TEXTE SOURCE ->
▬▬▬▬▬▬

Cuvée tristounette !
Si le pain révèle une civilisation alors la baguette parisienne 2008, qu’on pensait sauvée, révèle une crise profonde. A croire qu’il en va de la montée du levain comme de la baisse du moral des Français.
Certes le Prix de la Meilleure Baguette de Paris a été remporté par un cador de la boulange, Anis Bouabsa. Ce n’est pas un hasard, cet ancien Meilleur Ouvrier de France était déjà arrivé 3e l’année dernière. Mais mis à part sa délicieuse baguette et quelques autres, ce fut pour le reste une “cuvée” tristounette. 23 baguettes furent d’emblée éliminées car ne répondant pas aux standard de taille ( environ 60 cm) ou de poids, (quelques 250 grammes). Et les 153 baguettes retenues n’ont pas généré un engouement des sens chez la quinzaine de membres du jury réuni le 12 février à la Chambre syndicale .

▬▬▬▬▬▬

Entrées d'annotation de formes ->
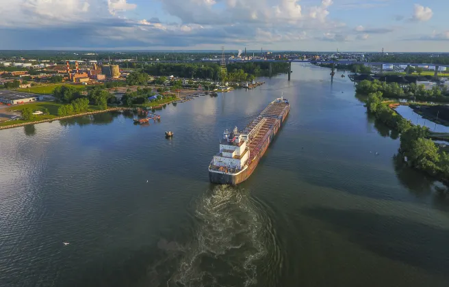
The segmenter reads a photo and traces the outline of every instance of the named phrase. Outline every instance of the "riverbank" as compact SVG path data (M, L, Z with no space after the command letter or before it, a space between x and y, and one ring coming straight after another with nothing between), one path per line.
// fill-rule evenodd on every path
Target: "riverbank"
M376 92L370 94L365 106L376 120L400 133L399 152L407 165L449 187L449 154L430 139L428 128L413 124L390 105L383 101L382 93Z
M0 126L0 130L4 130L6 128L16 128L18 126L27 126L29 124L40 124L42 122L53 122L53 120L64 120L64 119L68 119L70 118L76 118L76 117L81 117L83 115L93 115L95 113L107 113L108 111L129 111L129 110L133 110L134 108L133 107L114 107L114 108L110 108L110 109L106 109L101 111L87 111L85 113L77 113L75 115L65 115L63 117L55 117L52 118L51 119L44 119L44 120L36 120L36 121L32 121L32 122L23 122L20 124L10 124L8 126Z

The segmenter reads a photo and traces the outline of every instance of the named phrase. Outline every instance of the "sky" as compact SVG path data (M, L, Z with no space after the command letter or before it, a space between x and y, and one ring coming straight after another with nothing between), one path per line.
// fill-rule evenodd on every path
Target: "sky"
M0 49L449 52L446 0L0 0Z

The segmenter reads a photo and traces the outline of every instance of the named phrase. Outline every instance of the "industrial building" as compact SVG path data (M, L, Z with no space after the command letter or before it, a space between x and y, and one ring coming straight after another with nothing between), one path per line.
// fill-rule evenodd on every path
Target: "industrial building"
M101 67L101 74L108 78L118 78L120 75L118 65L105 65Z
M43 96L21 93L7 90L0 90L0 102L6 105L24 104L36 100L42 100L43 99Z

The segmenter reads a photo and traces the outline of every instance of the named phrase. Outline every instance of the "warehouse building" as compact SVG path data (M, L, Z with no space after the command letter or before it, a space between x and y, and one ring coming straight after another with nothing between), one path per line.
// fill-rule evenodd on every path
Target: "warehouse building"
M0 102L5 105L25 104L25 102L42 100L43 99L43 96L10 90L0 90Z

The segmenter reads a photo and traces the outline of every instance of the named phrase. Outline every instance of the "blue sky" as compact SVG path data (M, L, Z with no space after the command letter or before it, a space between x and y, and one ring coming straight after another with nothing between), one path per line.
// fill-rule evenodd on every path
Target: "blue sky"
M449 52L444 0L0 0L0 49Z

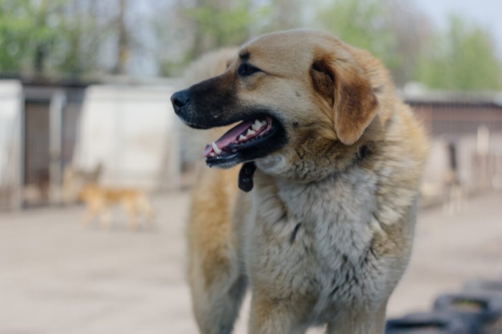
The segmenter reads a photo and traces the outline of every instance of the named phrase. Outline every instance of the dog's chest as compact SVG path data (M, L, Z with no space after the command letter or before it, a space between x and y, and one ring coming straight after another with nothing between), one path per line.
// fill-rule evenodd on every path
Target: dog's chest
M371 249L376 181L374 175L354 169L316 184L279 182L279 199L263 200L256 222L268 226L268 236L259 238L277 243L257 251L266 259L262 264L270 267L256 269L267 273L276 289L315 293L318 317L334 304L373 298L363 295L383 284Z
M354 169L324 182L280 184L279 196L313 238L323 267L335 269L344 259L356 262L367 249L376 183L374 176Z

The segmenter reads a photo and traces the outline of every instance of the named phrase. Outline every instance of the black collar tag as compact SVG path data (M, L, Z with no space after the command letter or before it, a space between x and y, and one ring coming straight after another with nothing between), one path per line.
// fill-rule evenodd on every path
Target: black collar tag
M253 176L255 171L256 164L255 164L255 161L252 161L242 164L239 172L239 189L246 193L251 191L253 187Z

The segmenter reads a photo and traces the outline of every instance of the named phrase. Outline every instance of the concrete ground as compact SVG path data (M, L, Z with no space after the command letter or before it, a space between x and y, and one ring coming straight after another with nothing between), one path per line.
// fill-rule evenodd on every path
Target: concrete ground
M84 228L78 206L0 215L0 334L197 332L183 277L188 202L186 193L156 198L153 232ZM502 278L501 217L500 192L460 214L421 212L389 316L425 310L469 279Z

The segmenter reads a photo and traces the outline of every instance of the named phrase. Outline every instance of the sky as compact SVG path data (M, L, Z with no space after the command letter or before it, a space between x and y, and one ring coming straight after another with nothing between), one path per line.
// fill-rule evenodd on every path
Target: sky
M502 57L502 1L415 0L419 9L439 28L450 14L459 15L491 32L498 55Z

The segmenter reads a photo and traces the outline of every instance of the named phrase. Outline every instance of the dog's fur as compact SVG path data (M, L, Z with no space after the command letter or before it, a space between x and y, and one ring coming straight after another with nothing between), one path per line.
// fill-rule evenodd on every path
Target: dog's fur
M98 218L102 227L110 229L112 223L111 210L120 205L128 215L131 230L138 230L140 218L151 229L153 227L154 211L150 199L146 194L137 189L89 184L79 192L78 199L85 204L86 212L83 219L85 225Z
M240 77L243 61L262 71ZM206 169L194 190L188 278L201 331L230 333L249 286L250 333L325 323L329 333L383 333L410 256L428 148L387 71L365 51L296 30L245 44L199 85L185 122L202 119L200 127L259 106L285 132L281 147L254 158L250 193L237 188L236 168Z

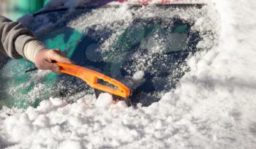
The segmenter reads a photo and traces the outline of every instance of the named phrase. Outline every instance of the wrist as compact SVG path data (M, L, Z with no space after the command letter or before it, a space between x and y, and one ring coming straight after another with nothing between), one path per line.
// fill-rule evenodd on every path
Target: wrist
M35 57L38 53L46 49L46 46L38 40L35 39L29 41L24 46L24 57L29 61L34 63Z

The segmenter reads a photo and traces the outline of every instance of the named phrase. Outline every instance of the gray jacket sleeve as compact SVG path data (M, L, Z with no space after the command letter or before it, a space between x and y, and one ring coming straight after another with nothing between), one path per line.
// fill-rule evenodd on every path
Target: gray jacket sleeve
M0 52L11 58L20 58L24 57L26 43L36 38L20 23L0 15Z

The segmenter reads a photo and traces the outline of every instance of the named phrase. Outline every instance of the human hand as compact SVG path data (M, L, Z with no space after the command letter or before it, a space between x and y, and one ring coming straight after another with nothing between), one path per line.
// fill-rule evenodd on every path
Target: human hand
M59 66L54 62L72 64L59 49L42 50L34 57L34 64L39 69L60 73Z

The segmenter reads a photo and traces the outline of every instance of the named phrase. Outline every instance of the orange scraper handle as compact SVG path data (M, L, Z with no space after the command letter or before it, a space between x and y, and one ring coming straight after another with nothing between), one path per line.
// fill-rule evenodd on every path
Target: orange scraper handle
M61 72L82 79L93 88L124 98L127 98L129 96L130 91L127 86L103 74L74 64L61 63L56 63L56 64L60 67ZM108 83L111 85L114 86L114 88L99 84L98 83L99 79Z

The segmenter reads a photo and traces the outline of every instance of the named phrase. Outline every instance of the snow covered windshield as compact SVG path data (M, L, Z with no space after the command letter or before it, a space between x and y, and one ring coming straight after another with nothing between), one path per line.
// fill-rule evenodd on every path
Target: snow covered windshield
M46 11L30 19L27 26L48 47L61 48L76 64L129 86L133 104L148 106L173 89L188 70L185 59L197 50L200 41L199 31L192 26L203 15L200 8L195 7L124 5L79 8L71 15L62 9ZM77 96L94 93L83 81L66 74L47 74L37 81L42 93L32 97L35 106L48 96L72 102ZM38 85L34 83L20 89L32 93L34 85ZM25 96L24 100L31 98Z

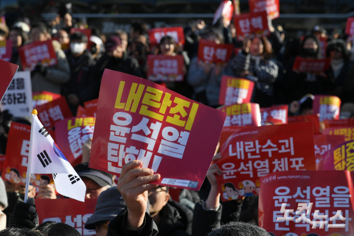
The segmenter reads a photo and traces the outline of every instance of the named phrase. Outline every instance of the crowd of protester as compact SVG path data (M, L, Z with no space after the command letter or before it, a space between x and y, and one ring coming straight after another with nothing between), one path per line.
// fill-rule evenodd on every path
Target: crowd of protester
M254 81L252 102L261 107L289 104L290 115L306 112L308 107L301 107L298 101L308 94L331 94L338 96L343 104L354 102L352 41L345 34L328 34L321 27L314 27L300 39L288 38L281 26L274 26L268 36L254 35L239 41L232 23L225 27L222 19L214 25L207 25L199 20L184 28L184 45L166 36L158 47L151 48L146 24L138 21L131 24L130 32L119 30L108 37L96 27L75 23L69 14L50 22L30 23L25 19L13 25L0 24L0 41L9 38L12 41L10 62L22 70L19 47L31 42L55 39L52 42L57 64L48 67L37 65L31 72L32 91L64 96L74 114L79 105L98 97L105 69L146 78L149 54L182 55L183 81L159 83L214 108L218 106L223 75ZM70 34L73 27L90 28L92 35L88 38L81 32ZM293 71L297 56L321 58L318 35L328 36L325 54L332 58L330 68L318 74ZM201 38L217 44L232 43L240 49L224 64L203 62L197 56ZM65 44L68 48L62 49ZM3 130L0 136L0 152L2 154L10 121L18 121L16 119L6 112L1 114ZM183 190L179 199L173 200L168 187L149 184L159 179L160 175L154 174L152 170L140 168L141 162L134 161L124 166L116 187L114 176L88 167L85 162L89 160L90 144L85 144L83 148L84 153L85 149L88 150L88 157L83 157L84 163L75 169L86 186L86 198L98 199L95 213L85 225L86 229L95 230L98 236L269 235L255 226L258 223L258 197L221 203L215 175L222 172L215 164L210 166L199 193ZM220 158L217 154L214 160ZM15 185L0 181L0 225L2 229L6 228L0 232L0 236L79 235L64 224L39 225L33 198L56 198L54 187L48 182L38 193L30 186L31 198L27 203L23 203L24 186Z

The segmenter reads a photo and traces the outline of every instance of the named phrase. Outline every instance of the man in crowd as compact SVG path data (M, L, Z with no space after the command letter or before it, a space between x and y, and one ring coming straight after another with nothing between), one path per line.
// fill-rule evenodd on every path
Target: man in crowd
M33 42L50 39L46 26L40 22L32 27L30 35ZM41 63L37 64L31 73L33 92L47 91L60 94L60 85L70 80L70 67L66 56L57 41L52 42L56 55L57 64L48 67L44 67Z

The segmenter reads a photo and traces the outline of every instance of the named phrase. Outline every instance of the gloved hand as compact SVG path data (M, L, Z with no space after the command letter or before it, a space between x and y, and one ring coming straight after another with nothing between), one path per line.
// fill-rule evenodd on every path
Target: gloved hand
M10 227L33 230L39 225L34 199L30 198L27 203L18 203L10 218Z
M38 64L36 65L34 69L31 72L31 76L33 76L36 72L39 73L43 76L45 76L47 73L47 68L42 65Z

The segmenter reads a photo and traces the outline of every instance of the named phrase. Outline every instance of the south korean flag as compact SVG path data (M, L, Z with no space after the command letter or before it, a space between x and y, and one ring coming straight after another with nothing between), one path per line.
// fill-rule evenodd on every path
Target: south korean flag
M32 116L28 173L53 174L58 193L84 202L86 191L85 184L39 121L37 115Z

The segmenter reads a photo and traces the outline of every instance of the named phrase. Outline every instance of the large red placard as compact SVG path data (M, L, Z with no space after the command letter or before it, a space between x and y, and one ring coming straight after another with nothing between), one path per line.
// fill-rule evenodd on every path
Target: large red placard
M199 189L226 113L108 69L98 100L90 167L119 175L125 164L141 160L161 175L157 184Z

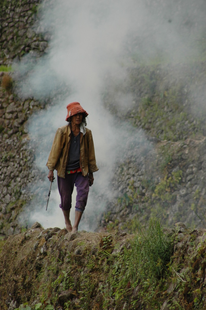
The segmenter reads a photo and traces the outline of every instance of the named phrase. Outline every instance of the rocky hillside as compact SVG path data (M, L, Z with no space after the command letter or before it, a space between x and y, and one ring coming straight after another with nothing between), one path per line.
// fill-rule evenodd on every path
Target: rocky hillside
M1 309L206 309L206 232L153 222L133 235L72 233L35 223L0 254Z
M145 2L160 18L166 2ZM126 76L123 82L107 77L102 101L131 138L117 156L114 194L96 232L74 234L18 219L35 206L29 185L38 177L36 198L45 177L34 165L38 141L29 144L27 122L50 99L20 98L15 64L28 54L35 63L51 36L38 23L46 1L0 3L1 310L206 309L205 15L195 22L187 2L175 2L175 16L187 14L180 31L195 38L199 54L140 65L129 51L142 42L135 34L128 39ZM204 11L204 1L189 2L195 15ZM133 106L120 108L128 95Z

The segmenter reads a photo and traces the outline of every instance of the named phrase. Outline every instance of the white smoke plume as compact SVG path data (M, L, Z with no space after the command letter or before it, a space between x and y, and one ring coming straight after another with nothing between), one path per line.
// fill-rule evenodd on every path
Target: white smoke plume
M95 229L98 215L114 194L108 187L117 158L123 158L130 145L144 138L142 131L126 128L105 109L102 96L107 77L112 77L114 82L123 82L126 69L131 64L159 58L179 61L197 52L197 47L190 44L190 29L197 31L198 27L193 27L196 16L201 19L203 13L190 7L192 1L180 1L185 5L181 7L176 6L176 2L45 0L41 5L42 17L36 30L51 33L51 39L43 57L34 62L33 55L29 54L19 64L18 70L27 77L20 82L19 94L22 97L51 100L51 106L28 122L31 140L38 142L35 163L47 174L45 165L55 133L66 123L67 104L78 101L89 113L87 127L92 133L100 170L94 174L80 229ZM181 11L182 7L185 9ZM181 33L179 26L184 23ZM58 88L64 90L62 96L54 95L54 89ZM116 101L119 103L117 108L125 113L133 104L131 94L123 97L119 94ZM47 213L42 204L36 205L32 213L31 220L38 220L45 228L65 226L56 184L56 179ZM46 176L43 187L47 186L48 190ZM75 195L73 199L75 201Z

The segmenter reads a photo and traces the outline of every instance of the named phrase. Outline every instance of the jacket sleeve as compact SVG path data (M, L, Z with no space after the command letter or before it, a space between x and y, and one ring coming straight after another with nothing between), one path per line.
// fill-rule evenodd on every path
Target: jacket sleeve
M65 143L62 131L60 128L58 128L56 132L46 165L50 170L53 171L55 169L64 146Z
M87 140L88 147L88 167L89 172L94 172L99 169L96 166L94 146L92 131L89 130Z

▬▬▬▬▬▬

D'après le texte sur le concours de la meilleure baguette de Paris, qui a remporté le prix ?

Anis Bouabsa a remporté le Prix de la Meilleure Baguette de Paris.